> Excerpt provided:
---------------

Poll: Support for Israel is Strong
By a two-to-one margin, 62% to 31%, Americans believe their government should back Israel even if it leads to an increased probability of terrorist attacks against this country, according to a new survey of American attitudes toward the Middle East sponsored by the Anti-Defamation League.
The poll, conducted from December 1- 4, shows strong levels of support among Americans for Israel and the global Jewish community, and strong backing for a continued U.S.-Israel alliance. At the same time, the wide-ranging survey reveals skepticism about the current Israeli approach to peace in the Middle East, as well as a widespread sense of threat from other countries in the world.
Three-fourths of those questioned said the United States and Israel have a “special relationship” because of a shared commitment to freedom and democracy, and 61% see Israel as a “loyal ally of the U.S.” Asked whether they sympathized more with Israel or the Palestinians, 40% said Israel, while 15% said the Palestinians, 11% said both and 24% said neither.
Respondents affirmed by a strong margin, 57% to 31%, that America has a “moral obligation” to fight global antisemitism. Forty percent said antisemitism worldwide has reached its “most dangerous levels since the 1930s,” while 46% disagreed.
Support for Israel comes with a decided skepticism about the aims of Yasser Arafat and the Palestinians. Fully 57% of those surveyed said the “real goal” of Arafat and the PLO leadership is to destroy Israel, and 59% said the American and Israeli governments are “correct in their decision to stop dealing with Yasser Arafat.”
In a statement accompanying the survey’s release, ADL national director Abraham Foxman said the results show that “the American people continue to be fair in their assessment and understanding of the Israeli-Palestinian conflict.”
Despite support for the alliance with Israel, Americans do not strongly approve of its current approach to peace. Only 42% said “Israelis and their leader Ariel Sharon” are “genuinely interested” in a long-term peace agreement, while 36% said their real goal is “to squeeze the Palestinians into the smallest territory possible.” Even fewer, 38%, agree with the Israeli position that a long-term solution can be reached only once Palestinian violence has stopped, while 45% said the “peace process will be strengthened” by creating a Palestinian state “as soon as possible.”

---------------

> Excerpts of labeled region data:
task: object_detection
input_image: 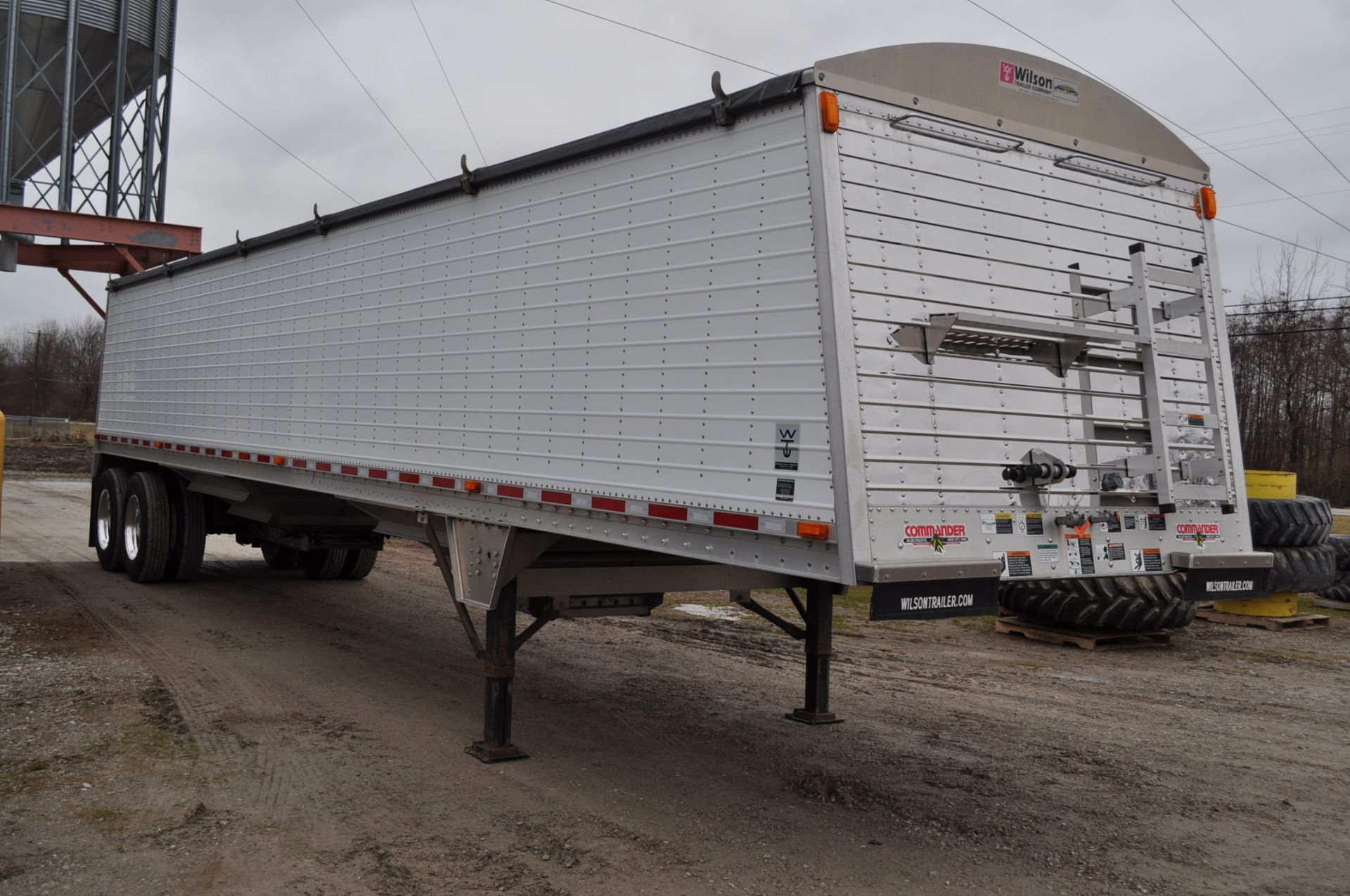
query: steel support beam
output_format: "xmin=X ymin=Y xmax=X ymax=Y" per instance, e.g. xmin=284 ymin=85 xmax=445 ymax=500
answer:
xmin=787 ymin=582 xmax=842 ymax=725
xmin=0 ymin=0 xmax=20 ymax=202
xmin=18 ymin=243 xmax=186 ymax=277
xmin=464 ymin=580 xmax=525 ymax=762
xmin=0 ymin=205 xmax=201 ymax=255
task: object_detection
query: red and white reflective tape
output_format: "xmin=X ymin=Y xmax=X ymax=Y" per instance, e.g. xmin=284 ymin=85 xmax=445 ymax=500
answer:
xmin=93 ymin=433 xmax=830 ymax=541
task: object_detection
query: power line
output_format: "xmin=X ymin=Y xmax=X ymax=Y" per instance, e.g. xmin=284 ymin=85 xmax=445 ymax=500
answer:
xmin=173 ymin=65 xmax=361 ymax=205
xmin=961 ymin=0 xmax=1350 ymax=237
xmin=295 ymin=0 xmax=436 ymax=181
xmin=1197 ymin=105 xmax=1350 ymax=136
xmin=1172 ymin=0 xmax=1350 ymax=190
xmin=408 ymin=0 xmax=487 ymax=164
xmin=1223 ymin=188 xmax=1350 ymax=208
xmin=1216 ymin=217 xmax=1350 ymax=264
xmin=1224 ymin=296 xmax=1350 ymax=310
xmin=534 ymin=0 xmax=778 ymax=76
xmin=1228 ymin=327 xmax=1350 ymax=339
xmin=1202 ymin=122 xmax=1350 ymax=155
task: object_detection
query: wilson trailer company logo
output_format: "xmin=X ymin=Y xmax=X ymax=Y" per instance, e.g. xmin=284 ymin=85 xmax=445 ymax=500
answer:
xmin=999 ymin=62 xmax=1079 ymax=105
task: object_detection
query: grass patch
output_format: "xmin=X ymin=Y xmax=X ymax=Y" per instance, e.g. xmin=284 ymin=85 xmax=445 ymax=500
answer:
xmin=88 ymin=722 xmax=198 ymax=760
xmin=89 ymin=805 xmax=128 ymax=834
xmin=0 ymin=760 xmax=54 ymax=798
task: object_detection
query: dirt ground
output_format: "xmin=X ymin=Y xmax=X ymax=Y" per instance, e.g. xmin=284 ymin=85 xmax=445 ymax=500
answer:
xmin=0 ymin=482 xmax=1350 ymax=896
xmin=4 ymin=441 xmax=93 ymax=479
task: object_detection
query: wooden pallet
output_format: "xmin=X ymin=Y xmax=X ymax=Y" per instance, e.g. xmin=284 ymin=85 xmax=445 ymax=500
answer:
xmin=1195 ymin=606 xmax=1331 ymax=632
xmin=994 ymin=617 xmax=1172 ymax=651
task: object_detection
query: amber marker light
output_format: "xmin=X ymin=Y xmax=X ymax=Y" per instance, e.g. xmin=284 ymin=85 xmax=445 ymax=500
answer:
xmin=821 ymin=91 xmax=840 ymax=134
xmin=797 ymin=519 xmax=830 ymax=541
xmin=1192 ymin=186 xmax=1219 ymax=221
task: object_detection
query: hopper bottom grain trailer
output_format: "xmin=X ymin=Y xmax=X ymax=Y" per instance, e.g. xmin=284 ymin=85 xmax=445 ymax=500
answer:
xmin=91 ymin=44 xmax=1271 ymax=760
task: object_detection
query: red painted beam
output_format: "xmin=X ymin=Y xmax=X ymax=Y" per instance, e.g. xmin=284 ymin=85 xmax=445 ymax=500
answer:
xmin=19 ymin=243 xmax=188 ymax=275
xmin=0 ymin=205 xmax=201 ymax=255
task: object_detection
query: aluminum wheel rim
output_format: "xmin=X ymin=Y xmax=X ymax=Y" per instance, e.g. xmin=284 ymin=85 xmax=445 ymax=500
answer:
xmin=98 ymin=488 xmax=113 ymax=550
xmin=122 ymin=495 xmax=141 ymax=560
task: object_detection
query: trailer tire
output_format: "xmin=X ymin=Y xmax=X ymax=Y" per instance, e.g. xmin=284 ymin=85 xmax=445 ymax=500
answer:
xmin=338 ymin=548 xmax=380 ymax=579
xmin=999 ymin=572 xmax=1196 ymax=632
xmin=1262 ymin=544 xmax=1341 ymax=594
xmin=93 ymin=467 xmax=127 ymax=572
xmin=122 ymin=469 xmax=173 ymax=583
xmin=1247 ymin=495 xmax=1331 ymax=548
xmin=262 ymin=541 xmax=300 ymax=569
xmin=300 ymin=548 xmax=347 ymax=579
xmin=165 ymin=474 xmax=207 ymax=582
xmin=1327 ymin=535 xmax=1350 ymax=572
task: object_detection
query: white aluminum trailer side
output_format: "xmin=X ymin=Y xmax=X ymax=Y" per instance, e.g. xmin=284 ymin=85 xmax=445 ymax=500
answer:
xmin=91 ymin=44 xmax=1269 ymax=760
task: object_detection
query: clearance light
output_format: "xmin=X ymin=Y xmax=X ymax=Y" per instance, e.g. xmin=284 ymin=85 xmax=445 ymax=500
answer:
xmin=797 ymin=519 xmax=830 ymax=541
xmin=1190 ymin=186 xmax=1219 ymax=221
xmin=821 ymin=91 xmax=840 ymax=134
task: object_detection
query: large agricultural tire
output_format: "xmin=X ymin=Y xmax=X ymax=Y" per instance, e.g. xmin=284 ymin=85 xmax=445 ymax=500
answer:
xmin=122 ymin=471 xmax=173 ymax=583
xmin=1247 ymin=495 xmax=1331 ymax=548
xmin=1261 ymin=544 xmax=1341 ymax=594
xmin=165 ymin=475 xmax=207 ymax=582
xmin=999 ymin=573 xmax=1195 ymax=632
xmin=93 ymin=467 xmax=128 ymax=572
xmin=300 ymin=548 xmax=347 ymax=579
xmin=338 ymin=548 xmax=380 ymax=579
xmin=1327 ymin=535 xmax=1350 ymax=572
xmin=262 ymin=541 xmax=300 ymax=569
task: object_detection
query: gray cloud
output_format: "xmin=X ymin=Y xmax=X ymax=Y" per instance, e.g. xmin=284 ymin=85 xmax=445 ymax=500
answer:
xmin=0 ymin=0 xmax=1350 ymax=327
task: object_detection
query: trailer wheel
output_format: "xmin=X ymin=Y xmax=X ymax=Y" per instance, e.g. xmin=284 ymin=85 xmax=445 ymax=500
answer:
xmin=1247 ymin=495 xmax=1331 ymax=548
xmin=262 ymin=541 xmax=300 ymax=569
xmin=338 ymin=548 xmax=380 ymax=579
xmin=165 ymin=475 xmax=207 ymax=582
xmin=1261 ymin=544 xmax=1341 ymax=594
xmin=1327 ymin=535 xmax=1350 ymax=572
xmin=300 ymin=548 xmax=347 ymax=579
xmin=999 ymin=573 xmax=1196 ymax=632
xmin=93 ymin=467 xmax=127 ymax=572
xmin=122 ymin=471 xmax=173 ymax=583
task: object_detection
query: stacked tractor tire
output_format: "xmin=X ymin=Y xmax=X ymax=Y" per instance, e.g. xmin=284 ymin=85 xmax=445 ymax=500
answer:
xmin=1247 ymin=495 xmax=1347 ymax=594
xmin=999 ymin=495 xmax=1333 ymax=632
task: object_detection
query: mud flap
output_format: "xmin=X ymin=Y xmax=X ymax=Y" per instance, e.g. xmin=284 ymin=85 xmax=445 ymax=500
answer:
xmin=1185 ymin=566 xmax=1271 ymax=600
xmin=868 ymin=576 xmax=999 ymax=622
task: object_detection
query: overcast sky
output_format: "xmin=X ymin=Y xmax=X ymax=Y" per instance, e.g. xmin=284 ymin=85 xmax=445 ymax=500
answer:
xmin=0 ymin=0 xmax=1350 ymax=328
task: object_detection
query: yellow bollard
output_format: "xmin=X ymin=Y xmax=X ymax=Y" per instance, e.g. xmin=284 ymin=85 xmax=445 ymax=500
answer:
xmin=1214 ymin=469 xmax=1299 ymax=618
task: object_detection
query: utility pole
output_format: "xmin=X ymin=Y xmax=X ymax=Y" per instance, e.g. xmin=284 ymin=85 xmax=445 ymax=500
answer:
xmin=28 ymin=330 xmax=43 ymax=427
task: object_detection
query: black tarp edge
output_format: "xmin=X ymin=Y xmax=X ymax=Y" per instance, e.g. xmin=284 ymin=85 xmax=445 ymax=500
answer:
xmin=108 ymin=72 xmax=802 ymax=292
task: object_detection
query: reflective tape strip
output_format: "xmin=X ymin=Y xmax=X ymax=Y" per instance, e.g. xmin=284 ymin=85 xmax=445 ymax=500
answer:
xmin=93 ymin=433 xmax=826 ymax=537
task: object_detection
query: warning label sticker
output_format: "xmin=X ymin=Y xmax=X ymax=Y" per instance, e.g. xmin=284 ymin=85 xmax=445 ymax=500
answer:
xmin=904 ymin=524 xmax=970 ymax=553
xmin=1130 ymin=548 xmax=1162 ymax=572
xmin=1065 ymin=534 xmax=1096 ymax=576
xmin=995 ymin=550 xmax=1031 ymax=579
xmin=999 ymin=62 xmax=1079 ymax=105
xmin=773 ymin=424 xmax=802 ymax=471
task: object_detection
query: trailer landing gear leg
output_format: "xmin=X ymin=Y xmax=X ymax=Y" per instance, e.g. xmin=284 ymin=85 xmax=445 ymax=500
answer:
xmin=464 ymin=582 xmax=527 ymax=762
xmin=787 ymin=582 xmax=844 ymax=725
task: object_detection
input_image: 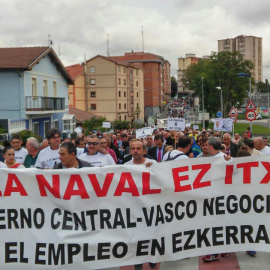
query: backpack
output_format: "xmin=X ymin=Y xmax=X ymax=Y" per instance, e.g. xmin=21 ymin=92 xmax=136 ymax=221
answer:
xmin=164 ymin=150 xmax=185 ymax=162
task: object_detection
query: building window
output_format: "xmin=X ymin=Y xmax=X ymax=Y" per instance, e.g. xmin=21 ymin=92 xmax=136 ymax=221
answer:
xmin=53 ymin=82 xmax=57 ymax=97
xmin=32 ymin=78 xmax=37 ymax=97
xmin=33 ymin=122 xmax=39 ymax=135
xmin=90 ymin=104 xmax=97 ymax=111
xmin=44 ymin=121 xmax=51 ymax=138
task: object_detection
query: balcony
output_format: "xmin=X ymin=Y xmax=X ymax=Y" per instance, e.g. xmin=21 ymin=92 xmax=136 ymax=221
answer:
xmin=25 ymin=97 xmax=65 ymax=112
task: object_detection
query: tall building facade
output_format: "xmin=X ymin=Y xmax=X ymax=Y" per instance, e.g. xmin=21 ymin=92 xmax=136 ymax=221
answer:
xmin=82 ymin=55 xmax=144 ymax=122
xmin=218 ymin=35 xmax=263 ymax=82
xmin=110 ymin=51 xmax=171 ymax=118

---------------

> Set of tasks:
**1)** List every person named in the poll article.
**2)** Recast the records as a numbered list, from the start of the records through the line with "xmin=1202 ymin=122 xmax=1350 ymax=155", omitting blank lines and leaving out the picture.

> Full solutions:
**1)**
Yasser Arafat
Abraham Foxman
Ariel Sharon

**2)**
1. task: object_detection
2. input_image: 
3. query: steel support beam
4. output_format: "xmin=X ymin=Y xmax=X ymax=Y" per instance, e.g. xmin=284 ymin=85 xmax=445 ymax=500
5. answer:
6. xmin=787 ymin=582 xmax=842 ymax=725
7. xmin=0 ymin=0 xmax=20 ymax=202
8. xmin=18 ymin=243 xmax=186 ymax=277
9. xmin=464 ymin=580 xmax=525 ymax=762
10. xmin=0 ymin=205 xmax=201 ymax=255
11. task: object_detection
12. query: red and white reflective tape
13. output_format: "xmin=X ymin=Y xmax=X ymax=Y" per instance, e.g. xmin=284 ymin=85 xmax=445 ymax=500
14. answer:
15. xmin=93 ymin=433 xmax=830 ymax=541
16. task: object_detection
17. query: power line
18. output_format: "xmin=X ymin=Y xmax=X ymax=Y" per instance, e.g. xmin=284 ymin=85 xmax=445 ymax=500
19. answer:
20. xmin=173 ymin=65 xmax=361 ymax=205
21. xmin=961 ymin=0 xmax=1350 ymax=237
22. xmin=295 ymin=0 xmax=436 ymax=181
23. xmin=1197 ymin=105 xmax=1350 ymax=136
24. xmin=1172 ymin=0 xmax=1350 ymax=190
25. xmin=408 ymin=0 xmax=487 ymax=164
26. xmin=1223 ymin=188 xmax=1350 ymax=208
27. xmin=1216 ymin=217 xmax=1350 ymax=264
28. xmin=1224 ymin=296 xmax=1350 ymax=310
29. xmin=534 ymin=0 xmax=778 ymax=76
30. xmin=1228 ymin=327 xmax=1350 ymax=339
31. xmin=1202 ymin=122 xmax=1350 ymax=155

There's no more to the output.